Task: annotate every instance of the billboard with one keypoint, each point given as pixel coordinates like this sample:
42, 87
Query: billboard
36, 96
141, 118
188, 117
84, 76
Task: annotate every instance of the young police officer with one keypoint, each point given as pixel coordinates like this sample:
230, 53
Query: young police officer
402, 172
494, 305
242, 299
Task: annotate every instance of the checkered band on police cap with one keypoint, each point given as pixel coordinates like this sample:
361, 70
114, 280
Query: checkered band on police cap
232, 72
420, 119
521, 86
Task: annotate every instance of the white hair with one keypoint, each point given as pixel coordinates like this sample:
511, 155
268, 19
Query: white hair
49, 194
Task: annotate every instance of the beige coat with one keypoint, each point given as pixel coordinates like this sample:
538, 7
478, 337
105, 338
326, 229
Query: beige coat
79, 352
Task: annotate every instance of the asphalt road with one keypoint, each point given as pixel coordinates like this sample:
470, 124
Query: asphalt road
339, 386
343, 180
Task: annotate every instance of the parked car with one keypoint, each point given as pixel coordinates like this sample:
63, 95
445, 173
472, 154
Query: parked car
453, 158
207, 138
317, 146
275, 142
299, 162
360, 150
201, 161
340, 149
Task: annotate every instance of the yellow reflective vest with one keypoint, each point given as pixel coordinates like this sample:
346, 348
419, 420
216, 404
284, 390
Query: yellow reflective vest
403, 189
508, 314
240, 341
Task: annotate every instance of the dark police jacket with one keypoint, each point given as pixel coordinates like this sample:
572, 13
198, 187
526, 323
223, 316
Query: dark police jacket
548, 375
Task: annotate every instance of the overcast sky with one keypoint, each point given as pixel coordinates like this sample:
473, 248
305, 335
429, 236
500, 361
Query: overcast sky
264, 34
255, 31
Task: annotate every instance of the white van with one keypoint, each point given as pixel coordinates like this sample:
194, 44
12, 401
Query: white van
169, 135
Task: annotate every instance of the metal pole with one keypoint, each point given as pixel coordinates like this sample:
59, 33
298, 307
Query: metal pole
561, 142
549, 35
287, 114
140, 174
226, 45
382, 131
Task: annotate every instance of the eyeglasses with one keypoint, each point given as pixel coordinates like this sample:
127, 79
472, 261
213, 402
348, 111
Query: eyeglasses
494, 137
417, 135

┄┄┄┄┄┄

→ What is required
All lines from the one containing "Query: white hair" through the final line of the listing above are to be reproduced exactly; include both and add nothing.

→ Solution to the problem
Query: white hair
49, 194
Task: annotate every instance of the beige coat with one keypoint, each point given as pixel coordinates like this sample:
538, 7
478, 337
105, 338
326, 229
Query: beige coat
79, 352
Task: annotate every instance of the asphalt road with one keypoint, each point given as pixel coordinates like this sample:
470, 124
Query: asphalt road
339, 386
343, 180
Task: annotate every instance of the parked car with one keypoint, each point given as pixel coordinates like this sample:
63, 95
445, 173
472, 154
Query: parked car
453, 158
207, 138
317, 146
275, 142
299, 162
360, 150
201, 161
340, 149
Task: annotate every instance of the yellow reflective vest with one keypoint, each point given as pixel coordinates like this sample:
346, 348
419, 420
216, 404
284, 390
Query: yellow reflective vest
403, 189
508, 314
240, 341
Task: annotate every instance of the dark police jacket with one keypoint, each point given as pixel coordinates like this sample:
572, 13
198, 187
526, 323
223, 316
Query: dark police jacket
548, 375
Task: annotate every instance of the overcast sky with one keypoint, each point given as pixel coordinates like this sample:
473, 248
305, 335
429, 236
500, 361
Query: overcast sky
264, 34
255, 31
Task: annotate every instance of the white van with one keypoint, each point given as pixel coordinates like this sample:
194, 44
12, 401
Query: white van
169, 135
Task: annotate every instance of the metal pole with one keypoint, each point given as pixel coordinates like this sample:
59, 33
298, 307
Query: metal pole
561, 142
549, 35
287, 114
140, 174
226, 45
382, 131
Task: annotate every instance of the eyeglasses with one keypoint, each point given as pixel coordinates like this sample:
127, 79
472, 261
213, 402
348, 111
Query: eyeglasses
494, 137
417, 135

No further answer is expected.